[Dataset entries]
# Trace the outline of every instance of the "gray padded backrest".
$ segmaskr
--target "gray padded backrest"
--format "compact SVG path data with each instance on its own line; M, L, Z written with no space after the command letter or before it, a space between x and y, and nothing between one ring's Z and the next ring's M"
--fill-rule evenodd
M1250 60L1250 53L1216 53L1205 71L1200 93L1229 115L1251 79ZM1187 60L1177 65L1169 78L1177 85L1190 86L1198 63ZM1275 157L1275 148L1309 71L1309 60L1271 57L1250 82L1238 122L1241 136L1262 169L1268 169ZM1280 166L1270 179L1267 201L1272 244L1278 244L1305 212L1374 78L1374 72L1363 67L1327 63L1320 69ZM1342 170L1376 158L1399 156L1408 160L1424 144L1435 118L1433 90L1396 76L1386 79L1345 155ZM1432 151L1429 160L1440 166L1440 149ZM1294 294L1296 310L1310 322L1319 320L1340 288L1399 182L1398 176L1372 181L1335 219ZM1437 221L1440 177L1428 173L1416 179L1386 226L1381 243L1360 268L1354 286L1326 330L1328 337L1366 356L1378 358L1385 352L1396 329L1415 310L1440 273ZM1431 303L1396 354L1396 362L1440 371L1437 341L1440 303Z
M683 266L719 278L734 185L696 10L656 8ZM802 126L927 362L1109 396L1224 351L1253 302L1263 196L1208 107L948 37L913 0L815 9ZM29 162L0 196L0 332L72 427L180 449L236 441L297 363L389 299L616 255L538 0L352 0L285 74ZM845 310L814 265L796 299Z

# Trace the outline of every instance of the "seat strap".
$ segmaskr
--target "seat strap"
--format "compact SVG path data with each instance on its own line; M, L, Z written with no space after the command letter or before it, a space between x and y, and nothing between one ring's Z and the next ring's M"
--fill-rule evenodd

■ **Problem**
The data above needs to be given again exactly, with no line left out.

■ **Answer for this exercise**
# Trace the outline of every instance of the "gray padded backrest".
$ segmaskr
--target "gray padded backrest"
--format "compact SVG path data with each instance on its own line; M, L, Z written with no space after the command letter or before it, a space between x and y, and nothing between one ring's Z and the next ring's M"
--fill-rule evenodd
M1250 60L1250 53L1216 53L1205 71L1200 93L1229 115L1251 79ZM1187 60L1177 65L1169 78L1177 85L1190 86L1198 63ZM1275 157L1275 148L1309 71L1309 60L1271 57L1250 82L1238 122L1241 136L1262 169L1268 169ZM1280 166L1270 179L1267 201L1272 244L1278 244L1305 212L1374 78L1374 72L1363 67L1327 63L1320 69ZM1342 170L1376 158L1399 156L1408 160L1424 144L1435 118L1433 90L1396 76L1386 79L1345 155ZM1432 151L1429 160L1440 166L1440 149ZM1294 294L1296 310L1310 322L1319 320L1340 288L1399 182L1398 176L1372 181L1335 219ZM1437 221L1440 177L1428 173L1416 179L1386 226L1381 243L1360 268L1354 286L1326 330L1328 337L1366 356L1378 358L1385 352L1396 329L1415 310L1440 273ZM1431 303L1396 354L1396 362L1440 371L1437 341L1440 303Z
M683 266L719 278L734 185L696 10L656 8ZM802 126L927 362L1109 396L1224 351L1253 302L1263 196L1208 107L948 37L913 0L815 9ZM29 162L0 196L0 332L72 427L180 449L236 441L297 363L389 299L616 255L538 0L352 0L285 74ZM845 310L814 265L796 299Z

# Trace the outline of every instance of the "seat strap".
$ segmaskr
--target "seat strap"
--format "compact SVG path data with each instance on its own line; M, L, Z written with no space after the command letter or before it, a space between x and y, and nothing between one ring's Z and the next ring's M"
--fill-rule evenodd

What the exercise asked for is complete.